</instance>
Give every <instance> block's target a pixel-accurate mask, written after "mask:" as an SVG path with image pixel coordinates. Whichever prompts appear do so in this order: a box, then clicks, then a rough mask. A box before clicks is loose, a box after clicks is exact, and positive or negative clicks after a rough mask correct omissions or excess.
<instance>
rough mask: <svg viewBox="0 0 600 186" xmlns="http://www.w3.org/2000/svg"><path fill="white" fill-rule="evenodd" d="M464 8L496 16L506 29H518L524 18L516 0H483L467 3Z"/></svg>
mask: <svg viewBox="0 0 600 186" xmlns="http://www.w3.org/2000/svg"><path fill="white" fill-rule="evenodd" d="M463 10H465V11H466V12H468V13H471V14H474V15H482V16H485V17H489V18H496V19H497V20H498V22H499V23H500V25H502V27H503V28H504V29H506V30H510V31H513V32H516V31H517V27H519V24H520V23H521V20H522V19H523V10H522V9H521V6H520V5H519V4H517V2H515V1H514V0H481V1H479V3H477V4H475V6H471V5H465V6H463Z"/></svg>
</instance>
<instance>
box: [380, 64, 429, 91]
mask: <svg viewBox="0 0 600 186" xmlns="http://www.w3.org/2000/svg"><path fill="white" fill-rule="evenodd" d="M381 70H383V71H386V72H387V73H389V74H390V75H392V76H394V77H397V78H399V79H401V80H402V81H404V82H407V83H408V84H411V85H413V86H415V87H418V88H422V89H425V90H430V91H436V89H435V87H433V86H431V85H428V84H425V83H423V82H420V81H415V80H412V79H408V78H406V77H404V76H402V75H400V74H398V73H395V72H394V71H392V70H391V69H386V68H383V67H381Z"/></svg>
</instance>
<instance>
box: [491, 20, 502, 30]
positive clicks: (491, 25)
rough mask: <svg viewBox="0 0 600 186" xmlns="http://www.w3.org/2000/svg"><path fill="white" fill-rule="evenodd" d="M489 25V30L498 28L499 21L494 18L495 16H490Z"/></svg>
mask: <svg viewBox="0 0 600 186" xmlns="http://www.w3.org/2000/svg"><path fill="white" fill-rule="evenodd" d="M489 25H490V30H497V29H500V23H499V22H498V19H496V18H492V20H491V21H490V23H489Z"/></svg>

- **EXERCISE**
Rewrite these lines with every "rough mask" swapped for "coarse mask" in all of the records, leaving everything else unchanged.

- **RESPONSE**
</instance>
Give every <instance> block's target a pixel-accurate mask, written after "mask:" as an SVG path with image pixel coordinates. Whichever prompts appear do so in this order: a box, then clicks, then a coarse mask. A box before clicks is loose, a box after clicks is exact, and positive or negative clicks after a coarse mask correct omissions or excess.
<instance>
coarse mask: <svg viewBox="0 0 600 186" xmlns="http://www.w3.org/2000/svg"><path fill="white" fill-rule="evenodd" d="M464 8L496 16L506 29H518L524 18L516 0H483L467 3Z"/></svg>
mask: <svg viewBox="0 0 600 186" xmlns="http://www.w3.org/2000/svg"><path fill="white" fill-rule="evenodd" d="M463 10H465V11H466V12H468V13H471V14H474V15H482V16H485V17H489V18H496V19H497V20H498V22H499V23H500V25H502V27H503V28H504V29H506V30H510V31H513V32H516V31H517V27H519V24H520V23H521V20H522V19H523V10H522V9H521V6H520V5H519V4H517V2H515V1H514V0H481V1H479V3H477V4H475V6H471V5H465V6H463Z"/></svg>
</instance>
<instance>
box: [380, 64, 429, 91]
mask: <svg viewBox="0 0 600 186" xmlns="http://www.w3.org/2000/svg"><path fill="white" fill-rule="evenodd" d="M381 70H383V71H386V72H387V73H389V74H390V75H392V76H394V77H397V78H399V79H401V80H402V81H404V82H407V83H408V84H411V85H413V86H415V87H418V88H422V89H425V90H430V91H436V89H435V87H433V86H431V85H428V84H425V83H423V82H420V81H415V80H412V79H408V78H406V77H404V76H402V75H400V74H398V73H395V72H394V71H392V70H391V69H386V68H383V67H381Z"/></svg>
</instance>
<instance>
box: [491, 20, 502, 30]
positive clicks: (491, 25)
coarse mask: <svg viewBox="0 0 600 186" xmlns="http://www.w3.org/2000/svg"><path fill="white" fill-rule="evenodd" d="M489 25V30L498 28L499 21L494 18L495 16H490Z"/></svg>
mask: <svg viewBox="0 0 600 186" xmlns="http://www.w3.org/2000/svg"><path fill="white" fill-rule="evenodd" d="M489 25H490V30H497V29H500V23H499V22H498V19H496V18H492V20H491V21H490V23H489Z"/></svg>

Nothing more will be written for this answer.